Supplied material
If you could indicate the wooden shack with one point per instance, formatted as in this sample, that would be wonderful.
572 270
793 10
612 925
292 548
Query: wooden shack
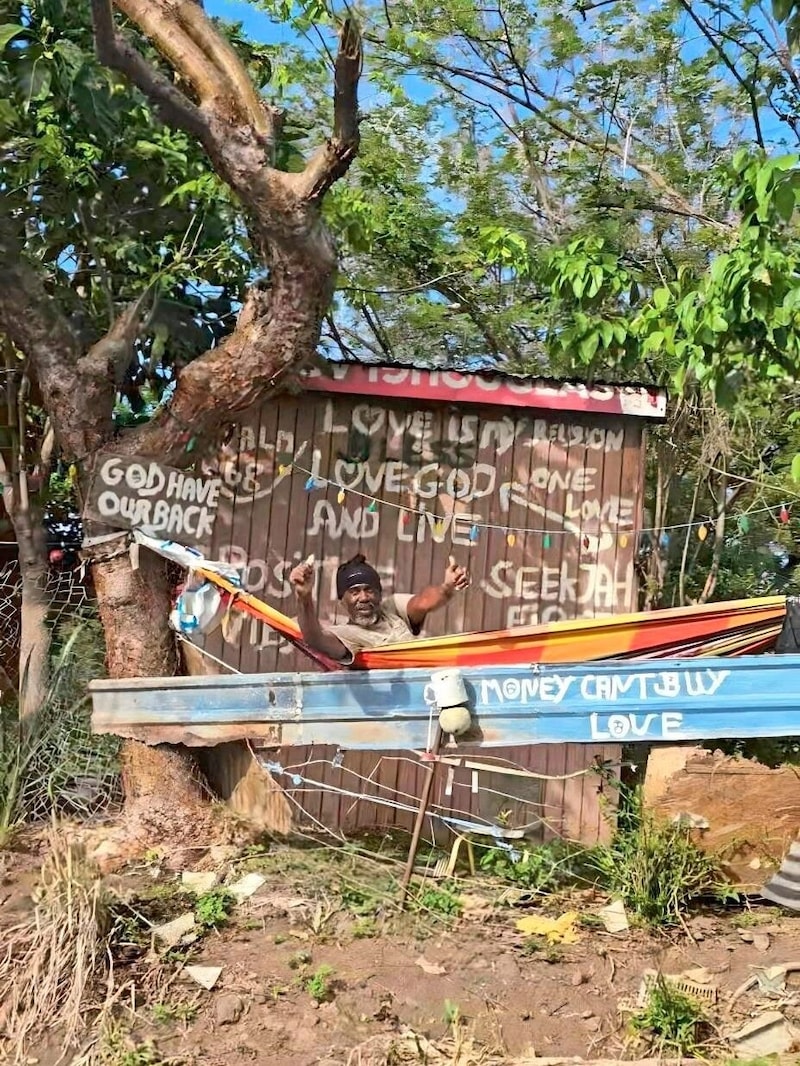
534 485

* * *

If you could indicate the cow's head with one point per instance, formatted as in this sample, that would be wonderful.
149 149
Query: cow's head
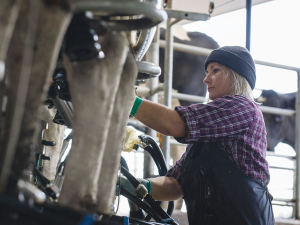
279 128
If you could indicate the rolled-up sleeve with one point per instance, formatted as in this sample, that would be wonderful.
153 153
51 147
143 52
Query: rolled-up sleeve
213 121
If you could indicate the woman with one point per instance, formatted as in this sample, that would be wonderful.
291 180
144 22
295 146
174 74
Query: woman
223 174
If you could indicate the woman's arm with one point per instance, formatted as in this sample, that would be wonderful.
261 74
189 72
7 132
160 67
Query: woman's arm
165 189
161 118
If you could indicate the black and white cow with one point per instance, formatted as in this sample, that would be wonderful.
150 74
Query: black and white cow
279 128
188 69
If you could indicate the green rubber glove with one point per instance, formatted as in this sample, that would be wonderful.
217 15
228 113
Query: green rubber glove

* * *

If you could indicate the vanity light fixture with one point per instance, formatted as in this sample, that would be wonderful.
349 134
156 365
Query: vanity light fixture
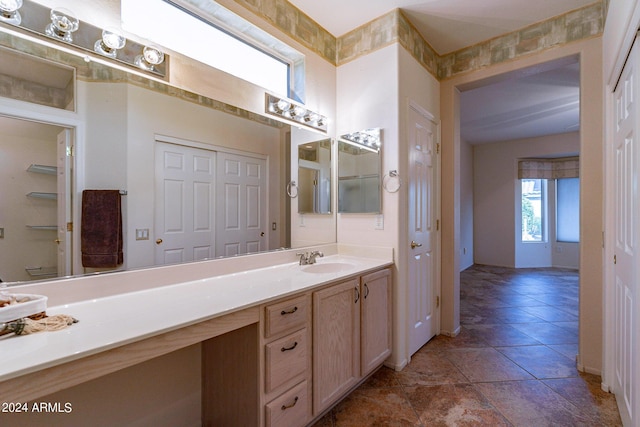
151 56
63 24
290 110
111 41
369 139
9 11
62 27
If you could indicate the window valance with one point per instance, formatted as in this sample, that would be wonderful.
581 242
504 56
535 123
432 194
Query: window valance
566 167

Required work
Turn the records above, from the line containing "If you could indicate the woman with" through the line containing "Query: green rubber glove", into a JSON list of strings with one string per line, leaving out blank lines.

The solution
[
  "If you could indicate the woman with one point per instance, formatted as in this sample, that would be wonderful.",
  "291 180",
  "144 22",
  "295 146",
  "174 74",
  "Query: woman",
  "223 174",
  "If you could indicate the woman's arm with one point per instance, formatted as in this sample, that would be wonderful.",
  "261 74",
  "189 72",
  "7 132",
  "160 67",
  "Query: woman's arm",
  "165 189",
  "161 118",
  "If you could indicate the black and white cow with one point per instance, formatted as in this sample, that would be wonderful.",
  "150 74",
  "Query: black and white cow",
  "279 128",
  "188 69",
  "If you could indicate the green rubber glove with one point per instance, formatted as in this sample, that would be wonderful.",
  "217 15",
  "228 113",
  "Query: green rubber glove"
]